TEKSTFRAGMENT:
▶
Uit voorzorg, ten behoeve van een hele preek, ben
ik alvast maar weer gaan zitten.
|
|
Wel lekker, hoor, zo hoog en droog en dan vooral
schuin gaan zitten. Hoef ik haar niet aan te kijken.
|
|
Ik mag ook niet blaffen naar de ponys. De bazin
snapt maar niet, dat ze dat juist heel leuk vinden.
Wie wil er nou geen aandacht? Ik roep ze toch
gewoon bij me? Met die koeien van de buurman gaat
dat ook zo lekker.
|
|
Dus wat doe je dan, je gaat maar weer op sjouw.
Naar de geit.
|
|
Die tut heet Jozefien. Ze staat me altijd aan te
staren. Zegt niet eens bèh.
Ze heeft een prachtig chalet en hondenhok, dat ze
geheel sjofel heeft geramd. (En ik mag niks)
|
|
Slechts mijn hulp wordt gewaardeerd bij het
bladeren verplaatsen.
Ik duw de kar, zeg maar,
|
|
en tante Costa heeft zo haar eigen instrumentarium.
|
|
Die meid is zo snel in alles. Zij is mijn personal
trainster. We doen elke dag wedstrijden. Wie er het eerste is.
◀
GEGEVENSREGELS:
▶
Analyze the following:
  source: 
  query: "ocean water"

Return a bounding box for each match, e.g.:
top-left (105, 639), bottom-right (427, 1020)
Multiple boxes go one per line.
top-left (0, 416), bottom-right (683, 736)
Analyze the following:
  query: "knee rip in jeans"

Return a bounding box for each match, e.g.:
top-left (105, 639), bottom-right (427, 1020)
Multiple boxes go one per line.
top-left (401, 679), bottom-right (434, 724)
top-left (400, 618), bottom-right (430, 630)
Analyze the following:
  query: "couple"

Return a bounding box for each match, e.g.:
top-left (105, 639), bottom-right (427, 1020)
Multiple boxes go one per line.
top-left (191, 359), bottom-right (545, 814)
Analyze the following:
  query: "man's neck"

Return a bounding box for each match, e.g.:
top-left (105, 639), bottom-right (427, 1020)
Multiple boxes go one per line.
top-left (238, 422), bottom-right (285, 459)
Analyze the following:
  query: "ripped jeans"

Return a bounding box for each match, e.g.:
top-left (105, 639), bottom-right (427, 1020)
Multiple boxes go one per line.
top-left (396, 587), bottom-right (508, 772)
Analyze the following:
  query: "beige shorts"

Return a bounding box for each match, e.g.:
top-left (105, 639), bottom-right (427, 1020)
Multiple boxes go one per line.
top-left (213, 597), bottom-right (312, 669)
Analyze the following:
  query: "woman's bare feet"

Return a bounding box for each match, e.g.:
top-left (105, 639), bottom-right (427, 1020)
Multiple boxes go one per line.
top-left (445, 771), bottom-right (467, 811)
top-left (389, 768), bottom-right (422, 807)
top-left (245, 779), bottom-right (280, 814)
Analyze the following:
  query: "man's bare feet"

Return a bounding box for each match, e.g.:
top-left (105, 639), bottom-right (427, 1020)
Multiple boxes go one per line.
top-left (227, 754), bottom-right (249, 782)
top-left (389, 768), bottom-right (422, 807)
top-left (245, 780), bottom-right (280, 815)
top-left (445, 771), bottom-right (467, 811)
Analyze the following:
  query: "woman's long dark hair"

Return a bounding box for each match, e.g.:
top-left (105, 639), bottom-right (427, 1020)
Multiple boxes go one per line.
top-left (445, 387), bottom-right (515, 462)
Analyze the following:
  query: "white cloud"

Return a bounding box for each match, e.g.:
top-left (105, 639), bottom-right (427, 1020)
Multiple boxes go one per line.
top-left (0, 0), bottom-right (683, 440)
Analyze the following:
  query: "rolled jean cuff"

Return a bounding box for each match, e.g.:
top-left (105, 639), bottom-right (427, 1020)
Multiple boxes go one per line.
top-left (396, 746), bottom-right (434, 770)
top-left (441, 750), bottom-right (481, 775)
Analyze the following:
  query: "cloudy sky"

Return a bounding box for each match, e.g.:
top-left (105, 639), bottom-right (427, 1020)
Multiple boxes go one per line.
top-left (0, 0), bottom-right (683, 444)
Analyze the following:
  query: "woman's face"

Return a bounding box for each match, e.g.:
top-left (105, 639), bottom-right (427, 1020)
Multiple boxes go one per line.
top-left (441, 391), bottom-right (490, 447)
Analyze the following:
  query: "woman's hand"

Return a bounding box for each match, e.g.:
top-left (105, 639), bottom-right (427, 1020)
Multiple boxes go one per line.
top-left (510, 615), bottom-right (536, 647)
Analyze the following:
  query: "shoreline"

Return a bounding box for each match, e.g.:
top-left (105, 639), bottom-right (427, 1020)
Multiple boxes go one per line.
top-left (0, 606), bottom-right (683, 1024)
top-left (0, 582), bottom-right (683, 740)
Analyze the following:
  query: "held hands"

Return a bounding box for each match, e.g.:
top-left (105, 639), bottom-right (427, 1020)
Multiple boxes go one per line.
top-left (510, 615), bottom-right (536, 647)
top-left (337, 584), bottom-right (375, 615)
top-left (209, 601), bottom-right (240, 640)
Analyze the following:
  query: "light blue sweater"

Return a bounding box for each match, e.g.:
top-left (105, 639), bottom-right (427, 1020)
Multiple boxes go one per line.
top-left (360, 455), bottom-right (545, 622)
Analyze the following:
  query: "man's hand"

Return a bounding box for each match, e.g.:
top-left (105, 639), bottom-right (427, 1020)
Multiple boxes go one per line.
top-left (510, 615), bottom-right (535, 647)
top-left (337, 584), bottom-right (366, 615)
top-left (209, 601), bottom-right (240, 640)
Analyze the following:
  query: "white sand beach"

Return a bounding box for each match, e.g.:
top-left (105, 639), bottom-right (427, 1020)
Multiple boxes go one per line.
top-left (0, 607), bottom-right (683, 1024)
◀
OPDRACHT:
Schrijf het volledige tekstfragment hierboven letterlijk over, zonder iets weg te laten of te wijzigen.

ANTWOORD:
Uit voorzorg, ten behoeve van een hele preek, ben
ik alvast maar weer gaan zitten.
|
|
Wel lekker, hoor, zo hoog en droog en dan vooral
schuin gaan zitten. Hoef ik haar niet aan te kijken.
|
|
Ik mag ook niet blaffen naar de ponys. De bazin
snapt maar niet, dat ze dat juist heel leuk vinden.
Wie wil er nou geen aandacht? Ik roep ze toch
gewoon bij me? Met die koeien van de buurman gaat
dat ook zo lekker.
|
|
Dus wat doe je dan, je gaat maar weer op sjouw.
Naar de geit.
|
|
Die tut heet Jozefien. Ze staat me altijd aan te
staren. Zegt niet eens bèh.
Ze heeft een prachtig chalet en hondenhok, dat ze
geheel sjofel heeft geramd. (En ik mag niks)
|
|
Slechts mijn hulp wordt gewaardeerd bij het
bladeren verplaatsen.
Ik duw de kar, zeg maar,
|
|
en tante Costa heeft zo haar eigen instrumentarium.
|
|
Die meid is zo snel in alles. Zij is mijn personal
trainster. We doen elke dag wedstrijden. Wie er het eerste is.